Work item:
The records below are to be duplicated exactly as they appear.

Source material:
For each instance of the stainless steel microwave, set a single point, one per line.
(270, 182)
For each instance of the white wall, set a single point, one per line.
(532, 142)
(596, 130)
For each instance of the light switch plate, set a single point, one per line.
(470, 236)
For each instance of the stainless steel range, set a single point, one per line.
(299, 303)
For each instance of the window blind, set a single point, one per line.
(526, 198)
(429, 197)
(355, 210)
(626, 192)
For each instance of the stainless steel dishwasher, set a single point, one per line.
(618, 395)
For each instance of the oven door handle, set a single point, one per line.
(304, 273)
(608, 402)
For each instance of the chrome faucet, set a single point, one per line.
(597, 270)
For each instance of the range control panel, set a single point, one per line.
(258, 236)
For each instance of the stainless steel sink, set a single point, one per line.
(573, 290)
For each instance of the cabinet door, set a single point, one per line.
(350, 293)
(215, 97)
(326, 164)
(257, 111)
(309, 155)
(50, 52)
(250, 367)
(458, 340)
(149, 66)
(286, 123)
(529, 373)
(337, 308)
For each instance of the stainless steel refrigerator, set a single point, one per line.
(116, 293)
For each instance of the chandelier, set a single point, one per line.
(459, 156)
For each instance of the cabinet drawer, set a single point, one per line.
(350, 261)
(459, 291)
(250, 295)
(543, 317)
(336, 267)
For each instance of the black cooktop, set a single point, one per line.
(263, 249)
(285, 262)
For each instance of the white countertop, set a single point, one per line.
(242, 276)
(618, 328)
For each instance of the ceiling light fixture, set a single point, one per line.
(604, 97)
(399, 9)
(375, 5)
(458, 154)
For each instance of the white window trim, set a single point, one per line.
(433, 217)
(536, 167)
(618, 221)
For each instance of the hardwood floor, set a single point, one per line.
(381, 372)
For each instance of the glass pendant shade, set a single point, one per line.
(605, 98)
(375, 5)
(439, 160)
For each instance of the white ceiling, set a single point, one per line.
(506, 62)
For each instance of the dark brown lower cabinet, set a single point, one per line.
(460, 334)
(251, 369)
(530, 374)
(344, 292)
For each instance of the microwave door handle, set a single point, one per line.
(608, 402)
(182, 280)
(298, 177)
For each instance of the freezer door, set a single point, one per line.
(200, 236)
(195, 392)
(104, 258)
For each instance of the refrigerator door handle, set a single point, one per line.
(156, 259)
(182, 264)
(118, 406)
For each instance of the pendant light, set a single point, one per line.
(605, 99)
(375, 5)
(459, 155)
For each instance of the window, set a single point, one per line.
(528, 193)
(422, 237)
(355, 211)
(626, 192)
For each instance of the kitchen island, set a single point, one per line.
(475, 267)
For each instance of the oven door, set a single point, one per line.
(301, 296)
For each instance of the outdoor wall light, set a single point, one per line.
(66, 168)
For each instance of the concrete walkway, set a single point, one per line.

Result for this exercise:
For each instance of the stainless steel microwave, set a single point, one per line.
(270, 182)
For each instance of the white wall, set a single point, one per line.
(532, 142)
(596, 130)
For each instance of the light switch plate, set a single point, one per line.
(470, 236)
For each instance of the stainless steel range, set a single point, one per line.
(299, 303)
For each instance of the window blind, set a single point, one per line.
(526, 198)
(429, 197)
(355, 210)
(626, 192)
For each instance of the stainless steel dishwasher, set a single point, one per line.
(618, 395)
For each instance of the oven door handle, set a single point, one per line.
(304, 273)
(608, 402)
For each instance of the chrome faucet, set a single point, one per line.
(597, 270)
For each instance of the range control panel, set a single point, one per line.
(258, 236)
For each instance of the stainless steel sink, set a single point, one per line.
(573, 290)
For each instance of the cabinet door, set a single point, one per line.
(350, 293)
(215, 97)
(326, 164)
(257, 111)
(309, 155)
(50, 52)
(250, 367)
(458, 340)
(149, 66)
(286, 123)
(529, 373)
(337, 308)
For each instance of the stainless steel refrigerator, set a single point, one per line.
(116, 293)
For each instance of the chandelier, set a single point, one per line.
(459, 156)
For each instance of the cabinet drawer, set a single point, one per line.
(350, 261)
(459, 291)
(250, 295)
(543, 317)
(336, 267)
For each instance of the black cooktop, set a single point, one per line.
(263, 249)
(285, 262)
For each instance of the white countertop, set a single point, one per line.
(242, 276)
(618, 328)
For each instance of the ceiling light fixture, set a single point, one per line.
(604, 97)
(399, 9)
(375, 5)
(458, 154)
For each instance of the white window trim, set a single point, one per line.
(433, 217)
(536, 167)
(618, 221)
For each instance of the hardwood floor, set a single point, one per line.
(381, 372)
For each instance of the glass pendant shade, set a single point, one per line.
(605, 98)
(375, 5)
(439, 160)
For each instance of the white ceiling, set a single point, one per line.
(506, 62)
For each instance of the dark brown lower cabinet, set a single point, one per line.
(460, 334)
(251, 369)
(530, 374)
(344, 292)
For each instance of the microwave door handle, set a single point, one per line.
(608, 402)
(182, 280)
(298, 177)
For each instance of the freezer door, set a single point, one per line.
(200, 236)
(195, 392)
(104, 258)
For each instance of the refrigerator door handle, set a single point, one per line.
(156, 259)
(182, 264)
(118, 406)
For each instance of the pendant light, set a single point, one per line.
(605, 99)
(375, 5)
(459, 155)
For each instance of the window, set a single point, one per line.
(528, 193)
(422, 237)
(355, 211)
(626, 192)
For each instance of the kitchen island, set a single point, one per line.
(475, 267)
For each instance of the oven door, set a single point, one per line.
(301, 296)
For each instance of the outdoor wall light, set a single point, one per line.
(66, 168)
For each instance of the concrete walkway, set a single point, one per line.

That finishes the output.